**The problem:** Starting at the line with "If you could identify the wave", return every line through the final one of the data, word for word. Pictures stay out.

**Material:**
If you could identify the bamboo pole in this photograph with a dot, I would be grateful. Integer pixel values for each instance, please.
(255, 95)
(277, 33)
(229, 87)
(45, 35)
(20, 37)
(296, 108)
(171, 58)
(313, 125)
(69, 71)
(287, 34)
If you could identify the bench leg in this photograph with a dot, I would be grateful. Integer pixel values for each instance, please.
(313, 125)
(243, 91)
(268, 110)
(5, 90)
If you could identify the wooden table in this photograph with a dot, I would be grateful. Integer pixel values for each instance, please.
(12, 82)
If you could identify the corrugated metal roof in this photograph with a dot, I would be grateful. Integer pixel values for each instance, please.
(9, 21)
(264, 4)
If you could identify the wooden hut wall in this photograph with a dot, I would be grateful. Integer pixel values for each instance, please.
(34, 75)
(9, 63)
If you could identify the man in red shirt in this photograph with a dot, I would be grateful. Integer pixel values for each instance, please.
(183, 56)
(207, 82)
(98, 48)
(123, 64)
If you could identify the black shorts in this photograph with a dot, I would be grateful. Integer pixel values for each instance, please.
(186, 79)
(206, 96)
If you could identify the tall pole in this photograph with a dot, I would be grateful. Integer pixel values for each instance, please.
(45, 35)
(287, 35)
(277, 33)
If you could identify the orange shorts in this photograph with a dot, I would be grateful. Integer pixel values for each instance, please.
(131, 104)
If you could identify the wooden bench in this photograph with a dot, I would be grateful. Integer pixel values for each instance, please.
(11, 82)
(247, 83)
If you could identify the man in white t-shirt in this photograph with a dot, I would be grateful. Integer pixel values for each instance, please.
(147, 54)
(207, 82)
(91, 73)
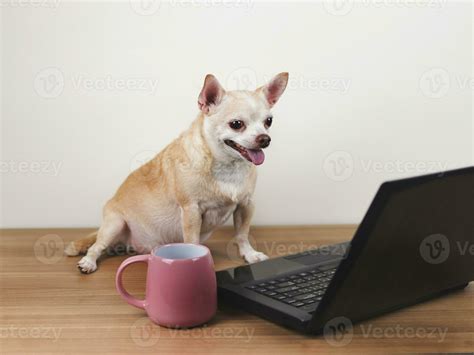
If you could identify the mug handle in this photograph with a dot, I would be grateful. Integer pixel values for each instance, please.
(119, 285)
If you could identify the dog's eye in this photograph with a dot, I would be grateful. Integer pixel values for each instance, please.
(237, 124)
(268, 121)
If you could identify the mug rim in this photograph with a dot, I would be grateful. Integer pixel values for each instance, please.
(168, 260)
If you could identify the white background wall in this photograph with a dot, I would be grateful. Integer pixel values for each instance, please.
(378, 90)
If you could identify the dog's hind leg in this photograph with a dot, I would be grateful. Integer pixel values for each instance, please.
(81, 245)
(112, 226)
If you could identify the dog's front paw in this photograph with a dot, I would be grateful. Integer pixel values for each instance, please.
(87, 265)
(254, 257)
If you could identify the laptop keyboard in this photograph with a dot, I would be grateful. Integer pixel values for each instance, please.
(303, 290)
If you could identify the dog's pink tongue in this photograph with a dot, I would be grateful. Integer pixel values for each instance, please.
(256, 155)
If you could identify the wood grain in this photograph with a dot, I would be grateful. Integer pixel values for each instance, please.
(46, 305)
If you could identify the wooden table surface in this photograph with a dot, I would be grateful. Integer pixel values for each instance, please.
(46, 305)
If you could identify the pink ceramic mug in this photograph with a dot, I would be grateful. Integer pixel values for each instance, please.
(180, 285)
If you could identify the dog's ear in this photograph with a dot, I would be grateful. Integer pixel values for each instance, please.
(211, 93)
(275, 88)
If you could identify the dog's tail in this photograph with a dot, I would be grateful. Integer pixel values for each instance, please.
(80, 246)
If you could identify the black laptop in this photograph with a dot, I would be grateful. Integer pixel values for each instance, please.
(415, 242)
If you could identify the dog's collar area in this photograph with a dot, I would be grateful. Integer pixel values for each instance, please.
(255, 156)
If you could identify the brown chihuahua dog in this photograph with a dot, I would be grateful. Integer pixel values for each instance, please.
(195, 183)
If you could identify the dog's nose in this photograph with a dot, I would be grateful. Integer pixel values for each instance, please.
(263, 140)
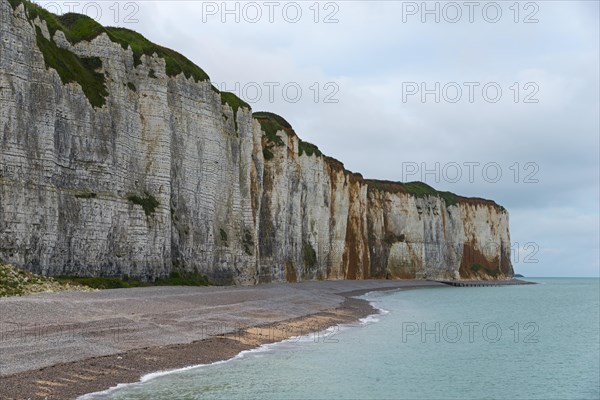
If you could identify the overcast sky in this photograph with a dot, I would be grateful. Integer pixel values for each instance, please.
(517, 94)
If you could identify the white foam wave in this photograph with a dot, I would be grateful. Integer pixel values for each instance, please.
(268, 347)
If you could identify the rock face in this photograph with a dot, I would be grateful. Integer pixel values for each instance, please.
(167, 174)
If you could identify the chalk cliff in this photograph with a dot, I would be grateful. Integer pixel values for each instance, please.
(119, 157)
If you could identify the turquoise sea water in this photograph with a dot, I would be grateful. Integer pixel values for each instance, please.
(513, 342)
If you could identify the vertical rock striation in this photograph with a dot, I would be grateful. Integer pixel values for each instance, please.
(116, 160)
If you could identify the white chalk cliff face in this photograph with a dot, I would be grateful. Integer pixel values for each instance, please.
(163, 175)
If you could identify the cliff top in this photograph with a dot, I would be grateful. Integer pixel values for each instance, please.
(72, 68)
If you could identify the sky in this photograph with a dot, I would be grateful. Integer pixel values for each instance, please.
(497, 100)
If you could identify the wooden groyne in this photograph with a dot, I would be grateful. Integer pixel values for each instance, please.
(486, 283)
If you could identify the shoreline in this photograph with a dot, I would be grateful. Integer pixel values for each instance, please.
(99, 374)
(308, 309)
(238, 319)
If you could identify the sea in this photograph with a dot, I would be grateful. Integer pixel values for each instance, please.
(508, 342)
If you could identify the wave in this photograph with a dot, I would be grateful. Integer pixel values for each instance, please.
(264, 348)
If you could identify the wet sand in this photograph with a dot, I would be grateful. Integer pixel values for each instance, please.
(64, 345)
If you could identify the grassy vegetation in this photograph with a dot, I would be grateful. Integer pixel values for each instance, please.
(174, 279)
(72, 68)
(417, 189)
(17, 282)
(175, 62)
(148, 203)
(77, 28)
(235, 103)
(308, 148)
(271, 124)
(476, 267)
(309, 255)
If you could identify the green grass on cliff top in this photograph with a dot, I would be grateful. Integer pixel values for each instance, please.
(417, 189)
(77, 28)
(72, 68)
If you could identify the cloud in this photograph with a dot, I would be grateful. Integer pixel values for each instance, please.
(370, 54)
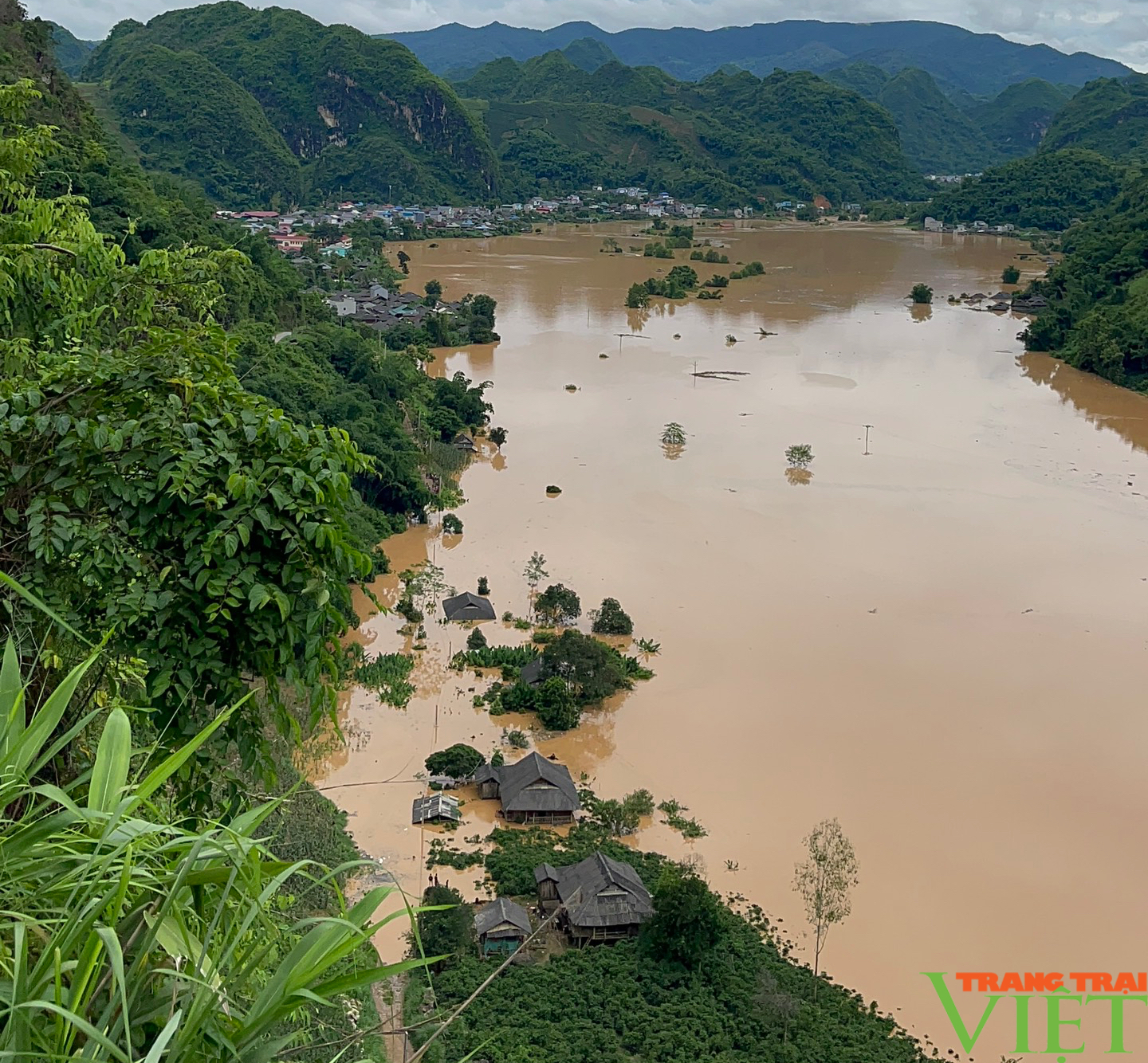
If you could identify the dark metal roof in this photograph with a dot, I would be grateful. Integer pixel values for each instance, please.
(435, 806)
(489, 920)
(467, 606)
(537, 784)
(600, 892)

**Exercise result:**
If you could identify the wave in this photograph with a dot, I would be grateful. Integer pixel values for each instance, please.
(264, 348)
If you could identify the wet sand in this photograph with a dot, I would be grateful. Integer pixel values for each instance, please.
(64, 345)
If you could identify the grassy vegetation in this photograph with a dot, I would be grateful. Integer pixel values for each instance, please.
(174, 279)
(72, 68)
(417, 189)
(17, 282)
(175, 62)
(148, 203)
(77, 28)
(235, 103)
(308, 148)
(271, 124)
(476, 267)
(309, 255)
If you could identify the green grass on cliff top in this photograph with a dot, I would be grateful. Integer pixel values for each instance, please.
(417, 189)
(77, 28)
(72, 68)
If you could identify the cloud in this photograph with a dot, I would be grateful. Integer pixel values for each instance, please.
(370, 54)
If you could identify the dark metal roof in this photograph with a dot, I would be grateful. Integer pixel values for each instance, please.
(435, 806)
(489, 920)
(467, 606)
(537, 784)
(600, 892)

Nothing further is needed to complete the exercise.